SUPPLIED ENTRIES:
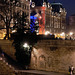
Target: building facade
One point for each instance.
(52, 19)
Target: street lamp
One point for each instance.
(71, 33)
(26, 46)
(47, 32)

EXERCISE GOAL: Can you write out the listing above again, requests included, offsetting every coordinate in the answer points by -88? Leave the pictures out.

FULL OUTPUT:
Target: building facade
One point for each instance.
(-36, -69)
Target: street lamp
One point for each instance.
(-17, -55)
(-62, -42)
(-41, -56)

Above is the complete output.